**Problem:** From the post about The Breast Fest below, list every item the cover band Metal Shop is described as wearing.

**Document excerpt:**
Bigger isn’t better at The Breast Fest

For over thirty years, I’ve been in favor of women’s breasts. And so when Linda, my wife to be, spent the weekend camping with her girlfriends on a big sisterhood extravaganza, I headed over to Ft. Mason in San Francisco to The Breast Fest. It’s a beer festival raising money for The Charlotte Maxwell Clinic to provide breast cancer services for low income women. In its 10th year, over 40 Northern California brewers poured from both their standard offerings with a few specials mixed in.

But if you ask me, the surprise hit of the afternoon was Metal Shop, a cover band having way too much fun wearing wigs, spandex, and leather pants while playing 80’s hair metal covers. Any band that can make the insipid, minor throwaway hit “Lick It Up” by Kiss actually sound good must be doing something right. There’s just a simple exhilaration in pumping your fist to absurdly lightweight lyrics like “We’re not going to take it / No, we ain’t going to take it!” or “Here I am / rock you like a hurricane”. Can someone tell me why I was listening to those whiny, weepy, and downright depressing bands like The Cure, Echo and the Bunnyman, and The Smiths back then?

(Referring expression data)
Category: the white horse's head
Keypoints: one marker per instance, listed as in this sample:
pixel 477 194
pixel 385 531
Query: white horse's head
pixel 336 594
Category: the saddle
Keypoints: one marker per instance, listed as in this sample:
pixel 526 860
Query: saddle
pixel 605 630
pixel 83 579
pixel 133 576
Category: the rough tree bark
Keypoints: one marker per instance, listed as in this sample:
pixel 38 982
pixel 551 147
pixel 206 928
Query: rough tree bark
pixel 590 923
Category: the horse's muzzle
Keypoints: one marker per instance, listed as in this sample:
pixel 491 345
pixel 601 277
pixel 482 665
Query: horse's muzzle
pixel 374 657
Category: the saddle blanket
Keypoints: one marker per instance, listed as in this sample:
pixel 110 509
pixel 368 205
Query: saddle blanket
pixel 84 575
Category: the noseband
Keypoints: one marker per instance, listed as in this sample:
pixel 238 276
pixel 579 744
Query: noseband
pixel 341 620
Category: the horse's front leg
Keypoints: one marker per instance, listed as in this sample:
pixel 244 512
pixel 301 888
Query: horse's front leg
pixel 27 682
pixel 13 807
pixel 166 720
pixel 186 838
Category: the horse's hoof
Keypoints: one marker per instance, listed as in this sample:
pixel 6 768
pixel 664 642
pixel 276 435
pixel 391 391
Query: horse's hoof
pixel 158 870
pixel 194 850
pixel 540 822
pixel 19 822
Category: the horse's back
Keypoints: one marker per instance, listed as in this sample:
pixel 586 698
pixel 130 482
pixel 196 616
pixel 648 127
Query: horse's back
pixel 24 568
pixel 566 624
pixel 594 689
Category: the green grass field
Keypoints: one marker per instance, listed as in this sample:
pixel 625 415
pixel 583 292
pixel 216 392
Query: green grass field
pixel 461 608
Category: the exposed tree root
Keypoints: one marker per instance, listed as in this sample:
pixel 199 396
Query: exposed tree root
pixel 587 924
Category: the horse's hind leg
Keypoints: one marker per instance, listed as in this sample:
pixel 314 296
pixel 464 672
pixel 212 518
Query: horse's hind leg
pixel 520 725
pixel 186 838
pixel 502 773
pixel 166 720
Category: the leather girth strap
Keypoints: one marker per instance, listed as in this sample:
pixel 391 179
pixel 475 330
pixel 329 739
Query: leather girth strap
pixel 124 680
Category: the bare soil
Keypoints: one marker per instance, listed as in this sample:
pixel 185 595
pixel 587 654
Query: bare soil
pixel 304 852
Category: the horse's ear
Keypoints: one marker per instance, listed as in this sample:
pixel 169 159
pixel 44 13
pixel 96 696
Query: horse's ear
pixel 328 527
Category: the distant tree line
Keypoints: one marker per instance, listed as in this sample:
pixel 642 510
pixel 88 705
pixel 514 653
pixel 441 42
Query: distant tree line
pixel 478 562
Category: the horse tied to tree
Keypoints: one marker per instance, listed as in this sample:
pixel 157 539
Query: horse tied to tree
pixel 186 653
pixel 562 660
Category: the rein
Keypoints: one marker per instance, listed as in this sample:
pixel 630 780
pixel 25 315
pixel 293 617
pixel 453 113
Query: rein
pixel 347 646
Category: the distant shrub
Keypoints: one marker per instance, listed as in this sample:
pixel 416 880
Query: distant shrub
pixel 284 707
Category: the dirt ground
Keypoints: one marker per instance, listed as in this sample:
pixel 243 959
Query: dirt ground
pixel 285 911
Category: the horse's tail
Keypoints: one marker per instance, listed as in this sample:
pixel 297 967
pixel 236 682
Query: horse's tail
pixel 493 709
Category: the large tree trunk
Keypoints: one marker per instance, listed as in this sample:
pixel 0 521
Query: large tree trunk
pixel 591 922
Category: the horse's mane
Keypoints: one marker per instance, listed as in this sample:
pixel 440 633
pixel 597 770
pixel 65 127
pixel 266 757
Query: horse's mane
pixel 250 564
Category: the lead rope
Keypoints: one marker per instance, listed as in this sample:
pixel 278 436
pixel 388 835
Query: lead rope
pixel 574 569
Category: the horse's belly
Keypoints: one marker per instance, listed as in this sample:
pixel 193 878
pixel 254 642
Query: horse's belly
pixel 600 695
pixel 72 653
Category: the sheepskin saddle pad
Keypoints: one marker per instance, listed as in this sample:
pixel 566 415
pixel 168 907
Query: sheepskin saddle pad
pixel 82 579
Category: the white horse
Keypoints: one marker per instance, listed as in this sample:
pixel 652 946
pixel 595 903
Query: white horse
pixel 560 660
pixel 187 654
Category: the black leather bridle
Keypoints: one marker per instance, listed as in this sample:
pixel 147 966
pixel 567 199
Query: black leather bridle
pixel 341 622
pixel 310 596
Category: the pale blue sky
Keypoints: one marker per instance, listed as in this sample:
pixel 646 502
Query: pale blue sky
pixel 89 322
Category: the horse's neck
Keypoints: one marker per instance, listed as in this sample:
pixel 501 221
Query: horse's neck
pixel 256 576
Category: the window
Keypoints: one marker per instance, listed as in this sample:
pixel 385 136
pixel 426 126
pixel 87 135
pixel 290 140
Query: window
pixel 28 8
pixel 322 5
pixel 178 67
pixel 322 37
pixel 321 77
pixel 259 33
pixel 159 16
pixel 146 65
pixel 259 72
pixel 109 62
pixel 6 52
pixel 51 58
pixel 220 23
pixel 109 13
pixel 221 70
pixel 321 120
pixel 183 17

**Task solution:** wigs, spandex, leather pants